◆ **Short task**
Copy out all of the material below word for word, leaving out the pictures.

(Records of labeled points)
▬▬▬▬▬▬
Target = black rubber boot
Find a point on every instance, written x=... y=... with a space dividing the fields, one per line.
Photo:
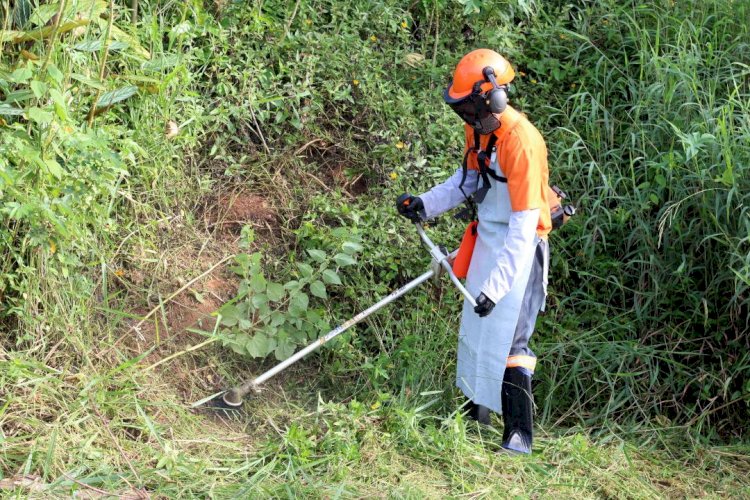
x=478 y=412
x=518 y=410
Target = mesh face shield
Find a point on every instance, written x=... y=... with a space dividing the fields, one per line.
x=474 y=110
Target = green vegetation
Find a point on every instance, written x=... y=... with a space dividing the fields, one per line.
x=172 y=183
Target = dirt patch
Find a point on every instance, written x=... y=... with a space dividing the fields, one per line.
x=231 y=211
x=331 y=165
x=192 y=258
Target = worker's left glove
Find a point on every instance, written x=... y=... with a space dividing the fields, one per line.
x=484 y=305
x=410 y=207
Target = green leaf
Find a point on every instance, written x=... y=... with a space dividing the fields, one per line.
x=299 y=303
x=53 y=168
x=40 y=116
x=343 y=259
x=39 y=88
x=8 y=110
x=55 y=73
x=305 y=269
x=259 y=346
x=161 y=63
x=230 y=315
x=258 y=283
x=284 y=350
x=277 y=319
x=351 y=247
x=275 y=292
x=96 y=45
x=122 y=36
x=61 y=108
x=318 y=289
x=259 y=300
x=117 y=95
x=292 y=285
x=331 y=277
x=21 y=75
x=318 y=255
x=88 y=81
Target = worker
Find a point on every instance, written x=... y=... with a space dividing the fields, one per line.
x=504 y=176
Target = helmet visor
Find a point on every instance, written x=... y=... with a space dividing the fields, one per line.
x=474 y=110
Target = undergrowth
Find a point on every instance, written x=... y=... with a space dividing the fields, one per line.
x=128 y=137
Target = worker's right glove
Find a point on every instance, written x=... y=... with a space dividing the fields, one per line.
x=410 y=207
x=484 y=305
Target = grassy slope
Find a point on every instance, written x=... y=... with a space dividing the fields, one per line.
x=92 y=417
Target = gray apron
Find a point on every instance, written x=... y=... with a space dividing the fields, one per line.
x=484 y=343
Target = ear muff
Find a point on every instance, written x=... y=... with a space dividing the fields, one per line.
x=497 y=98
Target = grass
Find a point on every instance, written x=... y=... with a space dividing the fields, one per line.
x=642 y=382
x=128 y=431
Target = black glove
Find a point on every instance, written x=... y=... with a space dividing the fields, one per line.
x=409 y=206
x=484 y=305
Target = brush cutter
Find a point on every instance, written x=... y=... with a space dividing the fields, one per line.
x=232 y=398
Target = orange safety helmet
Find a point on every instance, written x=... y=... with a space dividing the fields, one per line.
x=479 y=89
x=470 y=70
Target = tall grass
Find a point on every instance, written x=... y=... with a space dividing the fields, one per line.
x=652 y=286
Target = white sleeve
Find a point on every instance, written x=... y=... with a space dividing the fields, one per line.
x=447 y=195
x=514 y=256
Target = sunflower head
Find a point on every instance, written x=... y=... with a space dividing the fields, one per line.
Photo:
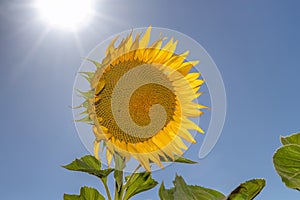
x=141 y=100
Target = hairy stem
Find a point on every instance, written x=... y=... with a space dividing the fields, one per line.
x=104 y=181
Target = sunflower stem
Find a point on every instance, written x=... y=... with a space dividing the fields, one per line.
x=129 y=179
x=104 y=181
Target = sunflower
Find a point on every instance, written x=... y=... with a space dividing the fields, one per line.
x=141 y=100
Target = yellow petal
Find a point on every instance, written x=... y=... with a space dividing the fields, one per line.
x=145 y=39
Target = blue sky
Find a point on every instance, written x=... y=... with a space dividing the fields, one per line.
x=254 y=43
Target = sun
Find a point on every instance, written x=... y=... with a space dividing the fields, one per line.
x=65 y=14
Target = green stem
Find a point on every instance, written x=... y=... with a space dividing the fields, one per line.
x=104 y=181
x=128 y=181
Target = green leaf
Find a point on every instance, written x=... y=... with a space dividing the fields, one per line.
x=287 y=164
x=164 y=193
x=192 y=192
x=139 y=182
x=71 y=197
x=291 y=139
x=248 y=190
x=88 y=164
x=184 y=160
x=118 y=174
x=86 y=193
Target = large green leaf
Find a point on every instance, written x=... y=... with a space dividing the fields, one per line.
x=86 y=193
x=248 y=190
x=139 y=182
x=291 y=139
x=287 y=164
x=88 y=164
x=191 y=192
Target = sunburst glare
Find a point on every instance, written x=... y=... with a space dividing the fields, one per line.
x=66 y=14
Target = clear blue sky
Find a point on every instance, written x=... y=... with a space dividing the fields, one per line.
▬▬▬▬▬▬
◆ **Solution to this problem**
Target = black rubber boot
Find a point on every instance, written x=... y=... with a space dividing the fields, one per line.
Photo:
x=478 y=412
x=518 y=410
Target = mesh face shield
Find a point on every instance, written x=... y=... with a space dividing the fields, one per line.
x=474 y=110
Target = green vegetation
Find a point on every instance, written x=... y=... with a space dividing the fields, one per line.
x=172 y=183
Target = dirt patch
Find a point on every instance, written x=... y=... with a space dividing the fields, one per line.
x=231 y=211
x=331 y=165
x=192 y=258
Target = worker's left glove
Find a point on every instance, written x=... y=... with a space dividing the fields, one per line.
x=484 y=305
x=410 y=207
Target = green leaf
Find a point on every instance, written x=... y=... with a space dividing the fields, one per line.
x=299 y=303
x=53 y=168
x=40 y=116
x=343 y=259
x=39 y=88
x=8 y=110
x=55 y=73
x=305 y=269
x=259 y=346
x=161 y=63
x=230 y=315
x=258 y=283
x=284 y=350
x=277 y=319
x=351 y=247
x=275 y=292
x=96 y=45
x=122 y=36
x=61 y=108
x=318 y=289
x=259 y=300
x=117 y=95
x=292 y=285
x=331 y=277
x=21 y=75
x=318 y=255
x=88 y=81
Target = worker
Find a point on every instance, written x=... y=... with a space dividing the fields, one per line.
x=504 y=176
Target = helmet visor
Find a point on every instance, written x=... y=... with a space dividing the fields, one per line.
x=474 y=110
Target = undergrowth
Find a point on every instance, written x=... y=... with a space dividing the fields, one per line.
x=128 y=137
Target = worker's right glove
Find a point on every instance, written x=... y=... with a space dividing the fields, one per line.
x=410 y=207
x=484 y=305
Target = grassy slope
Find a point on every instance, written x=... y=... with a space dividing the fields, one per line.
x=92 y=417
Target = gray apron
Find a point on every instance, written x=... y=... with a space dividing the fields, one per line.
x=484 y=343
Target = ear muff
Find a point on every instance, written x=... y=... with a space dividing the fields, one per line.
x=497 y=98
Target = grass
Find a point on every instance, written x=... y=... with a space dividing the fields, one per line.
x=642 y=382
x=128 y=431
Target = black glove
Find a point on every instance, written x=... y=... with a space dividing the fields, one per line.
x=409 y=206
x=484 y=305
Target = brush cutter
Find a point on every instance, written x=... y=... with a space dividing the fields, one per line.
x=232 y=398
Target = orange safety helmet
Find a point on every instance, written x=... y=... with a space dividing the fields, one per line.
x=479 y=89
x=470 y=70
Target = tall grass
Find a point on every instance, written x=... y=... with a space dividing the fields, one per line.
x=652 y=286
Target = white sleeve
Find a point on every instance, written x=... y=... with a space dividing the fields, one per line.
x=447 y=195
x=514 y=256
Target = sunflower head
Find a point on every instance, written x=... y=... with a space dividing the fields, one per line.
Photo:
x=141 y=100
Target = hairy stem
Find a point on every instance, written x=... y=... with a space dividing the fields, one per line.
x=104 y=181
Target = sunflower stem
Find a point on every instance, written x=... y=... with a space dividing the fields, one per line.
x=129 y=179
x=104 y=181
Target = sunflower
Find a point on every instance, written x=... y=... with a space dividing the fields, one per line.
x=141 y=100
Target = yellow petal
Find a point on every instance, written x=... y=... with a space dividing the fields, one per line.
x=145 y=39
Target = blue sky
Find a point on every instance, written x=... y=... with a space dividing the fields, one per line.
x=254 y=43
Target = sun
Find a point on every instance, written x=... y=... with a space dividing the fields, one per line.
x=65 y=14
Target = green stem
Find a point on every instance, written x=... y=... with a space dividing the fields, one per line.
x=104 y=181
x=128 y=181
Target = green leaf
Find a point on every instance, written x=... y=... with a space dividing the fields, one per line.
x=287 y=164
x=164 y=193
x=192 y=192
x=139 y=182
x=71 y=197
x=291 y=139
x=248 y=190
x=88 y=164
x=184 y=160
x=118 y=174
x=86 y=193
Target = large green leaf
Find a point on every instance, written x=... y=... with a space dividing the fields, one per line.
x=86 y=193
x=248 y=190
x=139 y=182
x=291 y=139
x=287 y=164
x=88 y=164
x=191 y=192
Target = sunburst glare
Find a point on every instance, written x=... y=... with a space dividing the fields, one per line.
x=66 y=14
Target = clear blue sky
Find a point on every instance, written x=... y=... with a space dividing the fields, one per line.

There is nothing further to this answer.